_EXERCISE DESCRIPTION_: Rewrite every one of the records below, replacing "giving" with "listing" and leaving the rest unchanged.

_STORED ROWS_:
┌──

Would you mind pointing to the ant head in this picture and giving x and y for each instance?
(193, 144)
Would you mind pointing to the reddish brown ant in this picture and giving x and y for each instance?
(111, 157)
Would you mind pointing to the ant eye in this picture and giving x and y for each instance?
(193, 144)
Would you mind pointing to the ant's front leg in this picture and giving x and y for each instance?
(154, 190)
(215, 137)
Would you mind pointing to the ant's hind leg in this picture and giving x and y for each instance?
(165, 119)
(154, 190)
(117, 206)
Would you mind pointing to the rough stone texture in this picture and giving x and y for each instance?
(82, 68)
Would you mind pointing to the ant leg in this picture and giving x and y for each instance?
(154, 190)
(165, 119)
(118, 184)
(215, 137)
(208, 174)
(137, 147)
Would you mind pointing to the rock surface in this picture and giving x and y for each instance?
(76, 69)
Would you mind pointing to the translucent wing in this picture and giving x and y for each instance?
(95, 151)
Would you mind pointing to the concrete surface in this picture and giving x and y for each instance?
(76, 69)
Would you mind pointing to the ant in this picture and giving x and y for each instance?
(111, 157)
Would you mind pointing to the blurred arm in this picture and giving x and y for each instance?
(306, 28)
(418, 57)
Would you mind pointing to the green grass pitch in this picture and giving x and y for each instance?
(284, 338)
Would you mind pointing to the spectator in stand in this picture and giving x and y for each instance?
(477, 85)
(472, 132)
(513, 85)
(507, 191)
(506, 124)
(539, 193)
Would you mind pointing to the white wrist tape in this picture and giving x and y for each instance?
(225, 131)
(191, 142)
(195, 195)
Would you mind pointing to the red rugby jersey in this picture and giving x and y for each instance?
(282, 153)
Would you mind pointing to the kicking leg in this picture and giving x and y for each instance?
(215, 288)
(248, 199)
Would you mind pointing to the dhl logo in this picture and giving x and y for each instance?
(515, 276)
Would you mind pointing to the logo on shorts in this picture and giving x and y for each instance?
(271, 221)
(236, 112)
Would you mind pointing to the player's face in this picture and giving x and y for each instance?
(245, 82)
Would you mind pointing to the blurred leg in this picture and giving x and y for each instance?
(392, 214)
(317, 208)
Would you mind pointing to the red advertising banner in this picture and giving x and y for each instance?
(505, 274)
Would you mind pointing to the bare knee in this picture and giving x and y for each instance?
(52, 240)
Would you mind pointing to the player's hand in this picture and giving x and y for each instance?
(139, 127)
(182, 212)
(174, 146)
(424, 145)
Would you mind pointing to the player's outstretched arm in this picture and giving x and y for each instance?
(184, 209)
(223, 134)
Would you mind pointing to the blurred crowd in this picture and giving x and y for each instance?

└──

_THE RESPONSE_:
Would you mind pointing to the ant head in this picture and listing x and y for each instance?
(193, 144)
Would you mind pointing to the reddish brown ant in this picture and listing x and y for each instance?
(111, 157)
Would you mind pointing to the ant eye in this picture and listing x and y for each instance?
(193, 144)
Would you mind pointing to the ant's front leg in this picture and listing x and y for each instance?
(154, 190)
(215, 137)
Would you mind pointing to the ant's hind leg in this picture and listing x and y for each instance?
(165, 119)
(154, 190)
(117, 206)
Would you mind pointing to the rough stone texture in this picture and listing x and y for each instance?
(82, 68)
Would you mind pointing to the ant leg in this picture and listing x and y for each instance?
(154, 190)
(165, 119)
(118, 184)
(215, 137)
(208, 174)
(137, 147)
Would you mind pointing to the rock surface in this picture and listing x and y for each instance?
(76, 69)
Would you mind pointing to the translucent wing in this picture and listing x and y for each instance?
(95, 151)
Would you mind pointing to the concrete surface in this picture and listing x and y for each instance?
(76, 69)
Would you mind pointing to the ant in this picture and listing x and y for each instance?
(111, 157)
Would you mind pointing to the blurred arm in this picture and listing x and y for each instance?
(306, 28)
(418, 57)
Would you mind pointing to the green grass pitch in this picture and listing x and y for each instance?
(284, 338)
Would you mind pointing to the spectator in stand in this picture and listing x and y for each instance?
(477, 85)
(472, 132)
(513, 85)
(507, 191)
(506, 124)
(539, 193)
Would you mind pointing to the white wrist tape in this picture and listing x and y for each instance?
(225, 131)
(191, 142)
(195, 195)
Would you mind pointing to the red rugby jersey in this picture and listing x and y for each instance?
(282, 153)
Would you mind pointing to the kicking leg in this picture and listing x and y for each instance?
(215, 288)
(248, 199)
Would you mind pointing to the dhl logo in this picture and listing x and y for each instance?
(515, 276)
Would you mind pointing to the logo on shorts in this picture and listing x and y for each instance?
(271, 221)
(236, 112)
Would you mind pointing to the player's face in this picture and listing x and y for each instance?
(245, 82)
Would you mind pointing to the blurred leg in this picture and listing x and y for each instance?
(392, 214)
(317, 208)
Would you mind pointing to the red advertising banner in this picture and listing x and y for each instance?
(505, 274)
Would you mind pointing to the bare knee in this picture and listing x and y for each instance?
(52, 240)
Would you mind pointing to the player's hand in this picture and listing x and y for each instance?
(139, 127)
(182, 212)
(174, 146)
(424, 145)
Would you mind pointing to the player's outstretched arm in this picture and listing x and y for each instance?
(184, 209)
(223, 134)
Would you mind pointing to the blurred crowd in this picture and listing x and y for each instance?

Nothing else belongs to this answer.